Top of RECORDS TO PROCESS

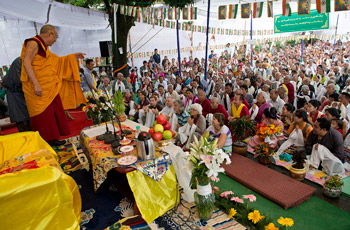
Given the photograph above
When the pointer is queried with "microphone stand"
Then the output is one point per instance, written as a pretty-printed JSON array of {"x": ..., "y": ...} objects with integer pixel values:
[
  {"x": 122, "y": 132},
  {"x": 107, "y": 133},
  {"x": 114, "y": 140}
]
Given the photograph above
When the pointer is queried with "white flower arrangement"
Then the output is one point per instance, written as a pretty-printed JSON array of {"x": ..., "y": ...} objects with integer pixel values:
[{"x": 206, "y": 159}]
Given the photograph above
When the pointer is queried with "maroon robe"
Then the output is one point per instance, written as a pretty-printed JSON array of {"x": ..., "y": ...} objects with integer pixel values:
[
  {"x": 205, "y": 105},
  {"x": 220, "y": 109},
  {"x": 52, "y": 123}
]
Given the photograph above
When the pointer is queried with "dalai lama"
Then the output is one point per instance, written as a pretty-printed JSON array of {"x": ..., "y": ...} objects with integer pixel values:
[
  {"x": 239, "y": 109},
  {"x": 46, "y": 79}
]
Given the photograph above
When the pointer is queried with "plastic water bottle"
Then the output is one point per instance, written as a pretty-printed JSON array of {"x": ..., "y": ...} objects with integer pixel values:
[{"x": 137, "y": 132}]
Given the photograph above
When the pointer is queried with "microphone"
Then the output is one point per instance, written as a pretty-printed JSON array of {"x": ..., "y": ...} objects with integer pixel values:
[
  {"x": 122, "y": 132},
  {"x": 110, "y": 139}
]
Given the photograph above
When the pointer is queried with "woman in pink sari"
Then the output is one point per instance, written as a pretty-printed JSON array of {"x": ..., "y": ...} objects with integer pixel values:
[{"x": 271, "y": 117}]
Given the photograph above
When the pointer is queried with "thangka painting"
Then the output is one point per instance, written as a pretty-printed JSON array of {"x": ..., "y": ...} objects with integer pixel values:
[
  {"x": 245, "y": 10},
  {"x": 304, "y": 7},
  {"x": 170, "y": 14},
  {"x": 222, "y": 12},
  {"x": 341, "y": 5},
  {"x": 144, "y": 15},
  {"x": 185, "y": 15}
]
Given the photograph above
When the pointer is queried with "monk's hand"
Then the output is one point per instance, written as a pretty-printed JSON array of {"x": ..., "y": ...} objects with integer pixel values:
[
  {"x": 37, "y": 90},
  {"x": 79, "y": 55}
]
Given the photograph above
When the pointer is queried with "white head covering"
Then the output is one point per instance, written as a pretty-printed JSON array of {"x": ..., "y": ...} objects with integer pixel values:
[{"x": 197, "y": 107}]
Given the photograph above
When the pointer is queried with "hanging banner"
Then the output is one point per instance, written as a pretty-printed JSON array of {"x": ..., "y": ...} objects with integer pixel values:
[{"x": 295, "y": 22}]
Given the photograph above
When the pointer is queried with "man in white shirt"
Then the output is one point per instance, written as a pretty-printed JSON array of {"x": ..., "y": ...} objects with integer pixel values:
[
  {"x": 161, "y": 82},
  {"x": 162, "y": 94},
  {"x": 172, "y": 93},
  {"x": 118, "y": 84},
  {"x": 168, "y": 109},
  {"x": 276, "y": 101},
  {"x": 344, "y": 98}
]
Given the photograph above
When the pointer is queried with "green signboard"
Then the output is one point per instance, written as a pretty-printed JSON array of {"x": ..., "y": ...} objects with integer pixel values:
[{"x": 295, "y": 22}]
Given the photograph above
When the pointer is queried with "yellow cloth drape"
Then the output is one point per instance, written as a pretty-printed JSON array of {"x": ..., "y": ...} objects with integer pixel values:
[
  {"x": 50, "y": 71},
  {"x": 154, "y": 198},
  {"x": 285, "y": 88},
  {"x": 42, "y": 198},
  {"x": 15, "y": 145},
  {"x": 236, "y": 113}
]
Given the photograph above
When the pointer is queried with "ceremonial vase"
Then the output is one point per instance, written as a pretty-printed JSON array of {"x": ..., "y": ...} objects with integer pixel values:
[
  {"x": 332, "y": 192},
  {"x": 264, "y": 160},
  {"x": 204, "y": 198}
]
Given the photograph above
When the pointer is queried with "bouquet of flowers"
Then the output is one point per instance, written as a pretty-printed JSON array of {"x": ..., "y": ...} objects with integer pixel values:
[
  {"x": 205, "y": 159},
  {"x": 95, "y": 109},
  {"x": 267, "y": 131},
  {"x": 264, "y": 150}
]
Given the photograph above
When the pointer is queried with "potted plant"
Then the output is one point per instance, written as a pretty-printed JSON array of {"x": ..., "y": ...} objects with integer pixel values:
[
  {"x": 206, "y": 161},
  {"x": 297, "y": 170},
  {"x": 264, "y": 153},
  {"x": 241, "y": 129},
  {"x": 118, "y": 105},
  {"x": 332, "y": 186}
]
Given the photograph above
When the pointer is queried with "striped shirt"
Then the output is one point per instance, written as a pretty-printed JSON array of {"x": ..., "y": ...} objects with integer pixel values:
[
  {"x": 182, "y": 118},
  {"x": 224, "y": 129}
]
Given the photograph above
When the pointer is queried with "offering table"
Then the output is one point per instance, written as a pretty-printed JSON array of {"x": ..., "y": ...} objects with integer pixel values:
[{"x": 153, "y": 182}]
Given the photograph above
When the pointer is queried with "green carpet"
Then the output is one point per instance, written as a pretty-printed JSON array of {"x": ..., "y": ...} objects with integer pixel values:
[
  {"x": 346, "y": 187},
  {"x": 312, "y": 214}
]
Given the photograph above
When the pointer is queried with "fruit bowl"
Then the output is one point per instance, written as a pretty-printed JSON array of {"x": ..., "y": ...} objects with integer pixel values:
[{"x": 163, "y": 143}]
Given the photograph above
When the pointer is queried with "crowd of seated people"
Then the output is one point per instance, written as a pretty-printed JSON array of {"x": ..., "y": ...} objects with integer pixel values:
[{"x": 310, "y": 95}]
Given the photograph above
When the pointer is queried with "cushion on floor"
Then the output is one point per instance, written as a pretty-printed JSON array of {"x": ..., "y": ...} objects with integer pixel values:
[{"x": 281, "y": 189}]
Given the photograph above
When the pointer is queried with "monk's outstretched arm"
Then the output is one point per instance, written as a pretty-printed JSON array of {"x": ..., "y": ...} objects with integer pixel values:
[{"x": 31, "y": 50}]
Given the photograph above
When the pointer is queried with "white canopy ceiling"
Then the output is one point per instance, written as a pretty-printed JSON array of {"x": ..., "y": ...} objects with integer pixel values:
[{"x": 63, "y": 15}]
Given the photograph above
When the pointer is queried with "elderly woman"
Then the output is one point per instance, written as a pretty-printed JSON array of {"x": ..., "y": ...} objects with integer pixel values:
[
  {"x": 271, "y": 118},
  {"x": 129, "y": 103},
  {"x": 287, "y": 115},
  {"x": 181, "y": 114},
  {"x": 220, "y": 131},
  {"x": 197, "y": 119},
  {"x": 334, "y": 114},
  {"x": 195, "y": 125}
]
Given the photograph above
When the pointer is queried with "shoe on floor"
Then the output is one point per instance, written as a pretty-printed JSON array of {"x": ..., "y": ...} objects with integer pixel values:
[{"x": 56, "y": 142}]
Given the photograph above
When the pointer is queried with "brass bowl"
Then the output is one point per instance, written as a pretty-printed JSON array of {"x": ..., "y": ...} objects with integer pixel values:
[{"x": 164, "y": 143}]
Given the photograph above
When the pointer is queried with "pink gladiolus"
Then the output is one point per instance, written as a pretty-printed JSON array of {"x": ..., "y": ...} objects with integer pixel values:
[
  {"x": 251, "y": 198},
  {"x": 225, "y": 194},
  {"x": 206, "y": 159},
  {"x": 237, "y": 199}
]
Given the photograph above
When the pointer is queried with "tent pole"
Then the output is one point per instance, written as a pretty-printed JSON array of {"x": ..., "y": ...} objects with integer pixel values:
[
  {"x": 302, "y": 48},
  {"x": 251, "y": 37},
  {"x": 178, "y": 46},
  {"x": 336, "y": 28},
  {"x": 115, "y": 33},
  {"x": 207, "y": 43}
]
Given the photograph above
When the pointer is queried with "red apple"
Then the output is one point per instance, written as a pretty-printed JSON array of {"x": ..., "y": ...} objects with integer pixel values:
[
  {"x": 155, "y": 123},
  {"x": 157, "y": 136},
  {"x": 151, "y": 131},
  {"x": 167, "y": 126},
  {"x": 161, "y": 119}
]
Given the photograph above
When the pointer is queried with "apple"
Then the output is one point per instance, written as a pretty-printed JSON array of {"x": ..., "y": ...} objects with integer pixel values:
[
  {"x": 155, "y": 123},
  {"x": 157, "y": 136},
  {"x": 159, "y": 128},
  {"x": 167, "y": 126},
  {"x": 167, "y": 135},
  {"x": 151, "y": 131},
  {"x": 161, "y": 119}
]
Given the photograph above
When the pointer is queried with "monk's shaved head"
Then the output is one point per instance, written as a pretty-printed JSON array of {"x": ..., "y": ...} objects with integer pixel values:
[{"x": 47, "y": 28}]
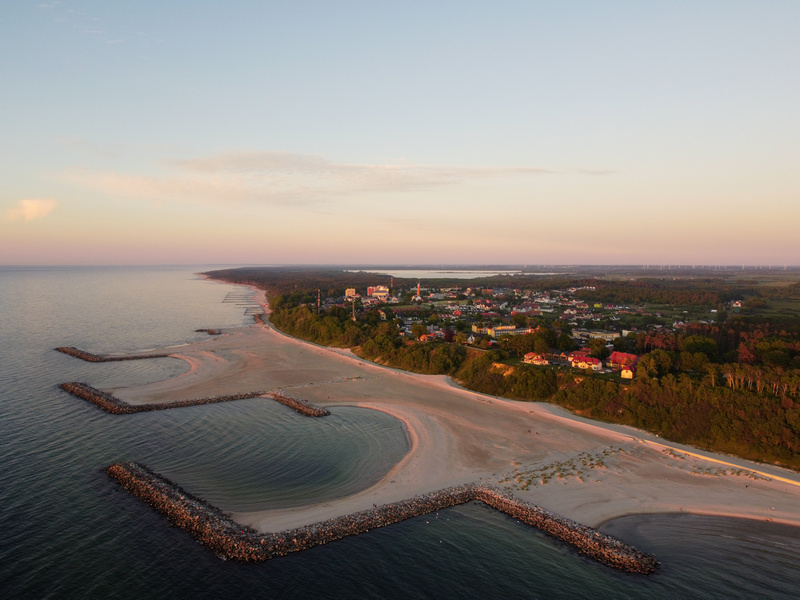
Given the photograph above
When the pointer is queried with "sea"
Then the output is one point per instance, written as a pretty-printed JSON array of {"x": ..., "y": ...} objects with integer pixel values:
[{"x": 68, "y": 531}]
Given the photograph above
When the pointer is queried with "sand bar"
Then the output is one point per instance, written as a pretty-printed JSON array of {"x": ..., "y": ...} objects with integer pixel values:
[{"x": 583, "y": 470}]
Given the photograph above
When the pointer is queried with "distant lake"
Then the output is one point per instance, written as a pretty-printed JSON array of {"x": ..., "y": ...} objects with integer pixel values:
[
  {"x": 444, "y": 273},
  {"x": 68, "y": 531}
]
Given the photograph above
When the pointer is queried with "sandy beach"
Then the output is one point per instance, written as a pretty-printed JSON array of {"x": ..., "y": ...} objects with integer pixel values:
[{"x": 583, "y": 470}]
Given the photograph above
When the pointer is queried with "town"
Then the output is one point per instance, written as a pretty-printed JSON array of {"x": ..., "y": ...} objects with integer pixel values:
[{"x": 595, "y": 337}]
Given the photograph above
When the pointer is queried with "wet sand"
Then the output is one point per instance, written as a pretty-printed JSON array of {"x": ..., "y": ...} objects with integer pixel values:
[{"x": 583, "y": 470}]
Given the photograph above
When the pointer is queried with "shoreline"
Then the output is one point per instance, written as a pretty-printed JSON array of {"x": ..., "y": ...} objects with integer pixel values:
[
  {"x": 458, "y": 436},
  {"x": 225, "y": 537}
]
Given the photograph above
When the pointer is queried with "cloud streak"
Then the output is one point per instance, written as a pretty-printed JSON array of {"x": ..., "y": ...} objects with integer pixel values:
[
  {"x": 29, "y": 209},
  {"x": 283, "y": 178}
]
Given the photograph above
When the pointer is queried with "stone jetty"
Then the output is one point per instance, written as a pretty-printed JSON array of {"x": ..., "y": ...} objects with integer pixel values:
[
  {"x": 301, "y": 406},
  {"x": 89, "y": 357},
  {"x": 232, "y": 541},
  {"x": 114, "y": 405}
]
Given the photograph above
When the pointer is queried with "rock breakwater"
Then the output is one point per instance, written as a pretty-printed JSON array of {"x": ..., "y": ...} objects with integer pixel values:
[
  {"x": 301, "y": 406},
  {"x": 230, "y": 540},
  {"x": 89, "y": 357},
  {"x": 114, "y": 405}
]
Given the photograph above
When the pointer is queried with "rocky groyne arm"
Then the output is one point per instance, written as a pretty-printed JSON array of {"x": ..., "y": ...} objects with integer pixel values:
[
  {"x": 89, "y": 357},
  {"x": 591, "y": 542},
  {"x": 301, "y": 406},
  {"x": 114, "y": 405},
  {"x": 207, "y": 523},
  {"x": 215, "y": 529}
]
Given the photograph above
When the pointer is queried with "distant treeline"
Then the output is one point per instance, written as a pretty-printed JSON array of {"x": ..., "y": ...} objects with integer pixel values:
[{"x": 732, "y": 387}]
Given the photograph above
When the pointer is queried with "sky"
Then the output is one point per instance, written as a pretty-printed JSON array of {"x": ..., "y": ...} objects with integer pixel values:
[{"x": 372, "y": 132}]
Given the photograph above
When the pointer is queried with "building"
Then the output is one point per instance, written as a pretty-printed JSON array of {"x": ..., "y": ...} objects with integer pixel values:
[
  {"x": 534, "y": 358},
  {"x": 499, "y": 330},
  {"x": 381, "y": 292},
  {"x": 618, "y": 360},
  {"x": 587, "y": 362}
]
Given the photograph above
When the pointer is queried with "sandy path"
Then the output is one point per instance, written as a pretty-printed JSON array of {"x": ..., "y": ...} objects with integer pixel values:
[{"x": 581, "y": 469}]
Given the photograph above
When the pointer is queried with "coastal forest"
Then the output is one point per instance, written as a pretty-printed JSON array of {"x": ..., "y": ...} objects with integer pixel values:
[{"x": 729, "y": 384}]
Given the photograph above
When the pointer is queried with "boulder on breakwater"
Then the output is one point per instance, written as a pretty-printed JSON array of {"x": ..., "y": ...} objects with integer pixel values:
[
  {"x": 89, "y": 357},
  {"x": 114, "y": 405},
  {"x": 219, "y": 532},
  {"x": 302, "y": 406}
]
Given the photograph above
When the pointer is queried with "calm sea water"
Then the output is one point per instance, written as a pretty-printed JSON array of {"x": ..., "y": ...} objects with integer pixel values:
[{"x": 66, "y": 531}]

Bottom of RECORDS TO PROCESS

HOW TO COMPLETE THIS TASK: Extract from the material all lines containing the string "floor".

REPLY TO THE TASK:
When the pointer is queried with "cushion on floor"
When the pointer is queried with "shoe on floor"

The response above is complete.